=== Given entries ===

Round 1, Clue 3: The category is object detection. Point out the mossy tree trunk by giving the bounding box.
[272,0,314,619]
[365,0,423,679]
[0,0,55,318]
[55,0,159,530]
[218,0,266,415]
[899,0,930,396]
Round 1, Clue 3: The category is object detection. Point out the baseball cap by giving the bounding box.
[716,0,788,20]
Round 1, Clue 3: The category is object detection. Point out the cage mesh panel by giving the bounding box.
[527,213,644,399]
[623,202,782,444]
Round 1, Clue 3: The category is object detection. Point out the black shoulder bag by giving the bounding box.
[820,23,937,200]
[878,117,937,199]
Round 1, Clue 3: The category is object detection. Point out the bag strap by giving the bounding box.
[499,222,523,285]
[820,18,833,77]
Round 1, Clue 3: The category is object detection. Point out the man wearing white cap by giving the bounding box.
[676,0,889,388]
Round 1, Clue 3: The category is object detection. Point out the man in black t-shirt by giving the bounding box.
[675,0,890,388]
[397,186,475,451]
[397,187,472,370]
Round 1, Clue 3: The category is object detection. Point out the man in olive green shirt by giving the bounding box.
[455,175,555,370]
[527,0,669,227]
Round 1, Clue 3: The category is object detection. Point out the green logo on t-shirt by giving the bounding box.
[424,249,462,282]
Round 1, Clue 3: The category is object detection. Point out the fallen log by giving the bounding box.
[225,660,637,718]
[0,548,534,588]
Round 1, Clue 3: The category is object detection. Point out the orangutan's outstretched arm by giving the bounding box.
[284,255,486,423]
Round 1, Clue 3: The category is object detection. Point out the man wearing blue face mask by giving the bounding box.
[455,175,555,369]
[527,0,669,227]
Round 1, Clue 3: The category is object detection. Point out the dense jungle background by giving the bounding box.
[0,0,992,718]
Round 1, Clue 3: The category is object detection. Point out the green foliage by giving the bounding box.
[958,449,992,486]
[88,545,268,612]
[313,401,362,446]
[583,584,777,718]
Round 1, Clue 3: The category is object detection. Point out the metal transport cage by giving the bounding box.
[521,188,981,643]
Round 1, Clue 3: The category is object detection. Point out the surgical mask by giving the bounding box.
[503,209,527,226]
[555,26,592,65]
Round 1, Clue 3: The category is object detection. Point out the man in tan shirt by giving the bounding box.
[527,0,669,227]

=== Aim ===
Copy each line of the rows above that contains the string "shirt". Treat uppercase and lowercase letters as distinct.

=== Expected answer ===
Round 1, Clue 3: The category is object detection. Point out the man in black t-shirt by giving the bounding box.
Round 1, Clue 3: The category is object detection. Point out the man in olive green shirt by giving the bounding box.
Round 1, Clue 3: The category is object detection. Point out the green logo on t-shirt by giving the bounding box.
Round 1, Clue 3: The category is object detection. Point out the man in tan shirt by giving the bounding box.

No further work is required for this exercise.